• **DESCRIPTION OF THE TASK**: Reproduce each of the following records line for line, without altering anything.

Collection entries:
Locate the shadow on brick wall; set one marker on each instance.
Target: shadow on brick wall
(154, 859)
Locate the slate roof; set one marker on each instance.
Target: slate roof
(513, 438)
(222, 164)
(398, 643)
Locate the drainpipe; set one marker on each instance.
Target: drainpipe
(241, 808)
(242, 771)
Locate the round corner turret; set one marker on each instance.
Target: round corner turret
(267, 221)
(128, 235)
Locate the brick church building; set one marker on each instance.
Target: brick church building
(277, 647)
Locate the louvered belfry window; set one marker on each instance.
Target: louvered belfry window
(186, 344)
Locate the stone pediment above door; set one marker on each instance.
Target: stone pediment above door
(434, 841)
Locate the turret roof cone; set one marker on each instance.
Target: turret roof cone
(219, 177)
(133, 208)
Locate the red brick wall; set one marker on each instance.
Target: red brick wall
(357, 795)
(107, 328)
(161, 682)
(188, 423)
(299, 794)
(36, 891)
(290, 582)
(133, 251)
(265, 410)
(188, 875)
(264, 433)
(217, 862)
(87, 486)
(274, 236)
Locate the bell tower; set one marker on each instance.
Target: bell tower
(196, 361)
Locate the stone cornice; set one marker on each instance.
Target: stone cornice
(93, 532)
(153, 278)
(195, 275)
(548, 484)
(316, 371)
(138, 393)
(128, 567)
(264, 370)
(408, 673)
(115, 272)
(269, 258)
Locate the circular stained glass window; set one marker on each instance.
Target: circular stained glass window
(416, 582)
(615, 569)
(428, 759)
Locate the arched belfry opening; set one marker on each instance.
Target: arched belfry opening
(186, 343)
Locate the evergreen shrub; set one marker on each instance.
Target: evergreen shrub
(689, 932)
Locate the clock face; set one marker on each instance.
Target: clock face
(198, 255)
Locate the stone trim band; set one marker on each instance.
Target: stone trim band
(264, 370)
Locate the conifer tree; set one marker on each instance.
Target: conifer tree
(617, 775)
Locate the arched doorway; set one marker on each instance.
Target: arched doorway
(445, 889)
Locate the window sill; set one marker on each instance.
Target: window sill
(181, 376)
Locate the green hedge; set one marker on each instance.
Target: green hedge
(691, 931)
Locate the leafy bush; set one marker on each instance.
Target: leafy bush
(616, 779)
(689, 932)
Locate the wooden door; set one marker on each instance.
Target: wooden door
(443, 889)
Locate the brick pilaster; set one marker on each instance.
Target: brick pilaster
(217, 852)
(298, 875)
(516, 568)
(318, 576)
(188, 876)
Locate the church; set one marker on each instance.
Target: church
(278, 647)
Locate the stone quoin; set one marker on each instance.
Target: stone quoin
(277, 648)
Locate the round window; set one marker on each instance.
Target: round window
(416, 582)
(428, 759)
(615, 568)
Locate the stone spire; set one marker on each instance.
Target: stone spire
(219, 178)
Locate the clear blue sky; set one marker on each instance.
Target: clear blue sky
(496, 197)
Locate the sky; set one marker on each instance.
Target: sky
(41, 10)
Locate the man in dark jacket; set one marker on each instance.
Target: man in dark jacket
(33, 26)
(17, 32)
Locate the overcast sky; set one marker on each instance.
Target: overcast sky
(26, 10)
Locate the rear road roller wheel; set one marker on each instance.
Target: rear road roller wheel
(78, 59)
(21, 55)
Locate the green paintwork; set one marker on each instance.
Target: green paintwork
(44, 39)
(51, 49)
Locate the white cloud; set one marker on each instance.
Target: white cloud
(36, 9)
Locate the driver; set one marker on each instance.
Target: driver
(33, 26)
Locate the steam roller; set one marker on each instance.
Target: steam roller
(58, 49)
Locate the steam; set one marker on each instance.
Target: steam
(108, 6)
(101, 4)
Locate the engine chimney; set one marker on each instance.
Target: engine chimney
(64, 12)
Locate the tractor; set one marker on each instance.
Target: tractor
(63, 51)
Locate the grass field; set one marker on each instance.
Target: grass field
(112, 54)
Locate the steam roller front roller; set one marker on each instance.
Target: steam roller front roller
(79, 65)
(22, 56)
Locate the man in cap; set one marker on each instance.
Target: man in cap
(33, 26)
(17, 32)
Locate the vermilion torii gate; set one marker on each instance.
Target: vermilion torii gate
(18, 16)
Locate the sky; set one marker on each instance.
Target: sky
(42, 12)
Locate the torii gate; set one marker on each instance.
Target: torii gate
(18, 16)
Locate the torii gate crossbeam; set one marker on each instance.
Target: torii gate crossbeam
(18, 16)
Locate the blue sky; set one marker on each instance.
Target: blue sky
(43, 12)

• **EXERCISE ANSWER**:
Locate the shadow on brick wall; set one marker on each instance.
Target: shadow on brick wall
(154, 859)
Locate the slate roof; set one marker on each instance.
Target: slate roof
(513, 438)
(222, 164)
(398, 643)
Locate the drainpipe; set one marker on each instance.
Target: drainpipe
(241, 808)
(242, 771)
Locate the round corner turret; set one marker on each instance.
Target: round corner turret
(267, 221)
(128, 235)
Locate the brick church building; set one marker on each instance.
Target: brick church building
(277, 647)
Locate the louvered belfry window; set one marker on each instance.
Target: louvered belfry window
(186, 344)
Locate the stone pediment above door; set one marker on each instance.
Target: stone pediment above door
(434, 841)
Locate the turret roof cone; set one marker on each instance.
Target: turret roof cone
(219, 177)
(133, 208)
Locate the red brick wall; set one marker on each instance.
Target: red brick wall
(357, 795)
(107, 328)
(161, 682)
(188, 423)
(299, 794)
(36, 891)
(290, 582)
(133, 251)
(265, 410)
(188, 875)
(264, 433)
(217, 862)
(87, 486)
(274, 236)
Locate the bell tower; set one marker on each instance.
Target: bell tower
(196, 361)
Locate the stone cornice; set one marker on each instance.
Target: stone cornice
(93, 532)
(153, 278)
(195, 275)
(548, 484)
(316, 371)
(138, 393)
(128, 567)
(264, 370)
(408, 673)
(115, 272)
(269, 258)
Locate the circular stained glass window; set one marker on each instance.
Target: circular stained glass window
(416, 582)
(615, 569)
(428, 759)
Locate the arched belfry opening; set one marker on each instance.
Target: arched belfry opening
(186, 343)
Locate the evergreen shrub; set one marker on each instance.
Target: evergreen shrub
(689, 932)
Locate the clock face; set one marker on each instance.
Target: clock face
(198, 255)
Locate the stone trim band; set one marker on each instance.
Target: stone trim band
(264, 370)
Locate the conifer tree; set one marker on each instance.
Target: conifer tree
(617, 775)
Locate the arched doorway; set one marker on each instance.
Target: arched doorway
(445, 889)
Locate the window sill; set one marker on each instance.
Target: window sill
(181, 376)
Locate the green hedge; set one marker on each instance.
Target: green hedge
(691, 931)
Locate the leafy bush; set one marker on each instance.
Target: leafy bush
(616, 779)
(689, 932)
Locate the wooden door; set one marker on each instance.
Target: wooden door
(443, 889)
Locate the brick pilaster; set one marker on each instance.
Target: brick pilaster
(217, 852)
(298, 875)
(516, 568)
(318, 576)
(188, 876)
Locate the church; set one marker on each instance.
Target: church
(278, 647)
Locate the stone quoin; set one marker on each instance.
Target: stone quoin
(277, 648)
Locate the round window; set one marker on each instance.
Target: round window
(416, 582)
(428, 759)
(615, 568)
Locate the stone spire; set one marker on each instance.
Target: stone spire
(219, 178)
Locate the clear blue sky; set one marker on each instance.
Target: clear blue sky
(496, 197)
Locate the sky; set one marker on each instance.
Target: sky
(41, 10)
Locate the man in dark jacket; set one marker on each instance.
Target: man in dark jacket
(33, 26)
(17, 32)
Locate the overcast sky; set one marker on each instance.
Target: overcast sky
(26, 10)
Locate the rear road roller wheel; set one marker on each instance.
Target: rear road roller wheel
(78, 59)
(21, 55)
Locate the green paintwork; set one marker on each instance.
Target: green paintwork
(44, 39)
(51, 49)
Locate the white cloud; set one marker on each instance.
Target: white cloud
(36, 9)
Locate the driver; set one marker on each instance.
Target: driver
(33, 26)
Locate the steam roller; set one marker on each instance.
Target: steam roller
(58, 49)
Locate the steam; set one marker on each instance.
Target: steam
(108, 6)
(101, 4)
Locate the engine chimney; set one marker on each instance.
Target: engine chimney
(64, 12)
Locate the tractor; set one marker on each instance.
Target: tractor
(63, 51)
Locate the grass field; set one marker on each instance.
Target: grass field
(112, 54)
Locate the steam roller front roller; set one marker on each instance.
Target: steam roller front roller
(79, 65)
(22, 56)
Locate the man in cap; set one marker on each instance.
Target: man in cap
(33, 26)
(17, 32)
Locate the vermilion torii gate; set one marker on each instance.
Target: vermilion torii gate
(18, 16)
Locate the sky; set one marker on each instance.
Target: sky
(42, 12)
Locate the torii gate; set one marker on each instance.
Target: torii gate
(18, 16)
Locate the torii gate crossbeam; set one marker on each instance.
Target: torii gate crossbeam
(18, 16)
Locate the blue sky; set one marker on each instance.
Target: blue sky
(43, 12)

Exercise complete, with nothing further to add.